Data listing
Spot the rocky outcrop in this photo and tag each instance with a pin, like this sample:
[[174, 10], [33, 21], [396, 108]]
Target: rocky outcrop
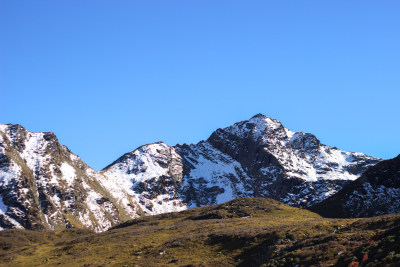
[[254, 158], [44, 185], [376, 192]]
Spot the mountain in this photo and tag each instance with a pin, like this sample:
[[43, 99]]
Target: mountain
[[376, 192], [43, 185], [253, 158], [242, 232]]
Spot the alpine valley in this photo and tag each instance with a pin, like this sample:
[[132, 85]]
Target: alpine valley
[[45, 186]]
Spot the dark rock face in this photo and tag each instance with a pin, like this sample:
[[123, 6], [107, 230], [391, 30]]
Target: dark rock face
[[376, 192], [254, 158], [43, 185]]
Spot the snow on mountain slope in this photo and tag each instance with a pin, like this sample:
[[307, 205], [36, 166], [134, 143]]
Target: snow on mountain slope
[[43, 185], [151, 173], [253, 158]]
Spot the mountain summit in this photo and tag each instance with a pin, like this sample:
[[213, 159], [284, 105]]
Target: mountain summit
[[44, 185], [258, 157]]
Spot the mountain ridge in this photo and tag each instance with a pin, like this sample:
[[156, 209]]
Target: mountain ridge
[[258, 157]]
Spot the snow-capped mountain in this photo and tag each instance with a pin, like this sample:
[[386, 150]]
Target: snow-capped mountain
[[376, 192], [44, 185], [254, 158]]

Your goal
Print each line above exactly as it appears, excluding all images.

Task result
Spot the rocky outcrop in this photo and tag each instance with a pin, like this sample:
[[174, 10], [33, 21], [396, 108]]
Target: rocky outcrop
[[254, 158], [44, 185], [376, 192]]
Spot the mountain in this photo and tag each instance with a pin, like this sample:
[[43, 99]]
Target: mountain
[[376, 192], [43, 185], [253, 158], [242, 232]]
Spot the alpine valley in this photo and tag each instance with a pin, like this sample:
[[132, 85]]
Target: alpine valley
[[45, 186]]
Spot the dark rock face in this photo and tag each instance with a pin, like this sample:
[[123, 6], [107, 230], [391, 30]]
Target: dark rock face
[[376, 192], [254, 158], [43, 185]]
Spot the snow on mountain slope in this photo and tag each instance with a pin, like this sample:
[[307, 205], [36, 166], [134, 143]]
Target: snow on mountain slope
[[43, 185], [151, 173], [253, 158]]
Spot the mountain summit in this photo and tag each instance with a pin, like this sample:
[[213, 159], [284, 105]]
Target: mountain summit
[[44, 185], [258, 157]]
Spot the mountain ridge in this photo and tag each instance with a pin, like this sample:
[[156, 209]]
Target: mountain ridge
[[258, 157]]
Spot the snow-capped mountain in this photo and tag each instance with a pin, like this sample:
[[386, 150]]
Target: snow-capped mountain
[[376, 192], [44, 185], [254, 158]]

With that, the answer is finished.